**Testo mostrato**.
Stefano Baldi – fondatore dello storico sito happydaysitalia.net

Stefano Baldi – fondatore dello storico sito happydaysitalia.net

di Marco Bagnoli. Foto: Gabriele Bellini.

giugno 2021

Ma ve li ricordate voi gli anni Cinquanta? Qualcuno ci sarà nato, qualcun altro ci avrà vissuto. Ma ci abbiamo vissuto tutti – quelli sì che erano giorni felici. Bastano due paroline e siamo di nuovo tutti là: Happy Days. 

Chi non si ricorda delle magiche ore trascorse in compagnia di Happy Days? Di sicuro se li ricorda Stefano Baldi, che va così fiero del suo juke-box autografato nientemeno che da Fonzie. Stefano è il fondatore di un qualcosa che non si sa bene come definire, perché non si tratta di un’associazione, e ancora meno di un fan-club. Stefano è il volto sorridente dietro ogni singola parola – e sono molte, credetemi – che costituiscono il sito internet di Happy Days Italia. Per parlarne dobbiamo riavvolgere la pellicola della memoria ai dolci tempi di quando ancora non c’erano i social, e il selfie era al massimo l’autoritratto di Van Gogh sul libro d’arte delle scuole medie: sto parlando del 1997. E sembra un giorno… Proprio allora, giusto all’indomani in pratica dell’avvento di Internet, Stefano decide di riversare nel mondo esterno tutto il suo amore fin lì privato riservato a Happy Days, e inizia a scrivere la prima delle oltre trecento pagine attualmente disponibili sul sito. Questo sito non ha finalità di lucro, assolutamente, non è necessario essere iscritto, non vengono nemmeno organizzati i tipici eventi sociali di un club (almeno per ora…): si tratta semplicemente di un contenitore di informazioni, foto, e ricordi, tanti ricordi. 

Ma voi, Happy Days, ve lo ricordate? La serie iniziò il 15 gennaio 1974 e per dieci anni conquistò i palinsesti statunitensi con il ricco assortimento umano di questi personaggi, così familiari da sembrare veri. E dire che molte cose sono state anche volute dal caso, come il fatto che alcuni attori abbiamo abbandonato il set della prima stagione, senza nemmeno sospettare l’incredibile successo che sarebbe venuto – o l’altrettanto inverosimile casualità che a volte ha contrassegnato altre scelte del cast: una su tutte, la scelta di Henry Winkler, alias Arthur Fonzarelli, per il ruolo appunto del carismatico meccanico, che venne convocato per la parte della sua vita proprio mentre aveva le valigie in mano per lasciare la città. Il nostro Stefano ha appena dieci anni quando nel 1977 si sintonizza per la prima volta su Rai Uno per la prima puntata della serie. E siccome ha la tivù, col tubo catodico, a colori, i suoi amici sono tutti da lui per seguire le avventure a tempo di Rock’n’roll.

**Dati dell'esercizio**.
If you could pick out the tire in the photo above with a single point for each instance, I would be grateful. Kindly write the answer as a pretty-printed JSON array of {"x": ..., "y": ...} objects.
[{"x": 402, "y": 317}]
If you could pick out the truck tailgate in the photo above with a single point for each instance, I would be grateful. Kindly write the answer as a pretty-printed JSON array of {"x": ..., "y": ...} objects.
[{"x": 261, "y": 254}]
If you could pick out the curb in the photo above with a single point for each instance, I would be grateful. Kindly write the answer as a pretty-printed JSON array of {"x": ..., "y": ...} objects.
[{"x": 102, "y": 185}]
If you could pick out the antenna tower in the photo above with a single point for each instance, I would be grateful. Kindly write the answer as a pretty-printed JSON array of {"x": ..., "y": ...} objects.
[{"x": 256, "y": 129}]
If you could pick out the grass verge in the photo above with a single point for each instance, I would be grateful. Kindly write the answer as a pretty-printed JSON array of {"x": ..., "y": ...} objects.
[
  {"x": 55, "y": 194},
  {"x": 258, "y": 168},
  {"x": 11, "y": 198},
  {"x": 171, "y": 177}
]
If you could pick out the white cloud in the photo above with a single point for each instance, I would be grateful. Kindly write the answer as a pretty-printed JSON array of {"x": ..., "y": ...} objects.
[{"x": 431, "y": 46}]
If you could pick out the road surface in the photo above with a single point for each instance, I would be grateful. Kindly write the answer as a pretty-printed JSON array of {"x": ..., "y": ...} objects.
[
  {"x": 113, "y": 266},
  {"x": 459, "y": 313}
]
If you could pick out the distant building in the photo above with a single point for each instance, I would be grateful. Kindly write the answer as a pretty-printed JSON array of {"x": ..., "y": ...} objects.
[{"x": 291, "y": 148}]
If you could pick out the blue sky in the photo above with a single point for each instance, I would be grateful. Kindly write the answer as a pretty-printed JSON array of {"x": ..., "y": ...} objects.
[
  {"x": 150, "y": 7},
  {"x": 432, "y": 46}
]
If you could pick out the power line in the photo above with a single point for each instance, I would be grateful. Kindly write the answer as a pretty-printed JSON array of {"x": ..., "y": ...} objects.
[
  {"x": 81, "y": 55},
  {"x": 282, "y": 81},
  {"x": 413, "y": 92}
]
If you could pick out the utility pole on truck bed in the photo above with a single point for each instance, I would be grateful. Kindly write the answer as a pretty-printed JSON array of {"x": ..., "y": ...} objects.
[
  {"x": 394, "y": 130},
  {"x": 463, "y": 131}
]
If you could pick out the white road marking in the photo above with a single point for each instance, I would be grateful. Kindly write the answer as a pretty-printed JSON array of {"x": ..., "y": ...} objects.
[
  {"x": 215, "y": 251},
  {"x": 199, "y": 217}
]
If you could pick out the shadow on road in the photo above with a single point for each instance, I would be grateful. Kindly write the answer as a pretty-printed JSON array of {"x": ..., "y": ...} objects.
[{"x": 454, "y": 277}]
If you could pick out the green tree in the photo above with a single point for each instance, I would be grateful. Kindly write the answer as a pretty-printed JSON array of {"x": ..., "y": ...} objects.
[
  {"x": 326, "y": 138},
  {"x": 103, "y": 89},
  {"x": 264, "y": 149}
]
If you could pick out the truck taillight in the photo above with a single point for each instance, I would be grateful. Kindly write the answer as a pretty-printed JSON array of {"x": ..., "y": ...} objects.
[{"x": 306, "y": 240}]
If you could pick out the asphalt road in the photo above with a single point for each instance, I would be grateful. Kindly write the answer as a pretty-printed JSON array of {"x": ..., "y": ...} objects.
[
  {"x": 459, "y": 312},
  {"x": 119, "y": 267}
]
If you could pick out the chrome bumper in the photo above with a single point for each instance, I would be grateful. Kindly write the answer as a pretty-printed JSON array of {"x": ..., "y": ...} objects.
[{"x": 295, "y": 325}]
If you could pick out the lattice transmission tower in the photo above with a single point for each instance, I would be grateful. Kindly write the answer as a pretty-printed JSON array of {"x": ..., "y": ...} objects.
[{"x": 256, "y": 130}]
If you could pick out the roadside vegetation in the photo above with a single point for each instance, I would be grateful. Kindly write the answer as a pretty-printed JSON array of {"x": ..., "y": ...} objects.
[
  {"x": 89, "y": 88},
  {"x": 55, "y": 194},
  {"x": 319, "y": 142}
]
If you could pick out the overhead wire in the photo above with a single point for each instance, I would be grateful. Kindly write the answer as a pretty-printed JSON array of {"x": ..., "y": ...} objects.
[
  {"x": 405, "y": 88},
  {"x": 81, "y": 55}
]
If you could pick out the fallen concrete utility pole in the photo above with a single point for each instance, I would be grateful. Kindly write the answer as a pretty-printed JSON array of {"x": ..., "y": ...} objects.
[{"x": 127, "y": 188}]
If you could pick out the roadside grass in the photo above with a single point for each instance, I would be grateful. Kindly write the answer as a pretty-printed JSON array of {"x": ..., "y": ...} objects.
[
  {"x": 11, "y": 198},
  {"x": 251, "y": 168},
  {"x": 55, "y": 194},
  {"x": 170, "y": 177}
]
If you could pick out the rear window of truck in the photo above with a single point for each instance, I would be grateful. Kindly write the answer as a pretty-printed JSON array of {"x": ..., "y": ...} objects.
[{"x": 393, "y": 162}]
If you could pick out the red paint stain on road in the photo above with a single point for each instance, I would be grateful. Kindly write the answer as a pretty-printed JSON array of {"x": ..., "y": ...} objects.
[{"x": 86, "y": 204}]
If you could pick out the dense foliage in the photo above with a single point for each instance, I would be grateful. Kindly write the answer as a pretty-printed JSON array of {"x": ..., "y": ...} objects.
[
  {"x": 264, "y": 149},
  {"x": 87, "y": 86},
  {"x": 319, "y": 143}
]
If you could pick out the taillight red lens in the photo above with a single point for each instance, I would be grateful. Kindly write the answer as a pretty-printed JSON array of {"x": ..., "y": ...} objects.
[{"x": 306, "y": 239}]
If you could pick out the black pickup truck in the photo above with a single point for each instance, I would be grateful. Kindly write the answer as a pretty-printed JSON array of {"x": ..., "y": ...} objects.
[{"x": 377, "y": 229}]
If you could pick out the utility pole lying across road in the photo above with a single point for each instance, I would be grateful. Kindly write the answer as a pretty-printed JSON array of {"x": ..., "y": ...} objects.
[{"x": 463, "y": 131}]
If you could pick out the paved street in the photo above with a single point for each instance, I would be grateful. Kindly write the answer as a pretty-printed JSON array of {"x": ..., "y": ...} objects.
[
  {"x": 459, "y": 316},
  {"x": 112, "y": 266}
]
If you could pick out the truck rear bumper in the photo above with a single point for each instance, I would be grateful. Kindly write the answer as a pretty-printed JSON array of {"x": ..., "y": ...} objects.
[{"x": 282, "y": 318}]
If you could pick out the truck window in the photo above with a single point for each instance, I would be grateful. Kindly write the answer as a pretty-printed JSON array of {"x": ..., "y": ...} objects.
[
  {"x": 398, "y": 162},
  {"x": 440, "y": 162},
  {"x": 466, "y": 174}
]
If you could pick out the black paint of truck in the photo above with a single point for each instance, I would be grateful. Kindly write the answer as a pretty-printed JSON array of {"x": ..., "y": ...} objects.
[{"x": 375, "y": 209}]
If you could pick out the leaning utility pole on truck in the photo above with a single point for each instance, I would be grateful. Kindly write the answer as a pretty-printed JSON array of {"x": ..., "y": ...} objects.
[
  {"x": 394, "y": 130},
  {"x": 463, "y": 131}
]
...
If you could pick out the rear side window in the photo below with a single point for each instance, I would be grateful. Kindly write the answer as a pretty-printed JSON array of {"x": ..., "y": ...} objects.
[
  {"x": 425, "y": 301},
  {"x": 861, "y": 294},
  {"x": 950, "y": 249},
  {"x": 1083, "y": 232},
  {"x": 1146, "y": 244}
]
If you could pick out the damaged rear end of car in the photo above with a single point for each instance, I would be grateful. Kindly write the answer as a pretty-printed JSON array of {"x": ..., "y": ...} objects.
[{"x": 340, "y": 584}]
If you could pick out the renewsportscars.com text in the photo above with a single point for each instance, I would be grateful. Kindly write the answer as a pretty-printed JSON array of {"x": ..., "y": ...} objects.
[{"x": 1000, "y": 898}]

**Consegna**. Copia il brano dell'articolo su Stefano Baldi compreso tra "di Marco Bagnoli. Foto: Gabriele" e "là: Happy Days.", estremi inclusi.

**Risposta scritta**.
di Marco Bagnoli. Foto: Gabriele Bellini.

giugno 2021

Ma ve li ricordate voi gli anni Cinquanta? Qualcuno ci sarà nato, qualcun altro ci avrà vissuto. Ma ci abbiamo vissuto tutti – quelli sì che erano giorni felici. Bastano due paroline e siamo di nuovo tutti là: Happy Days.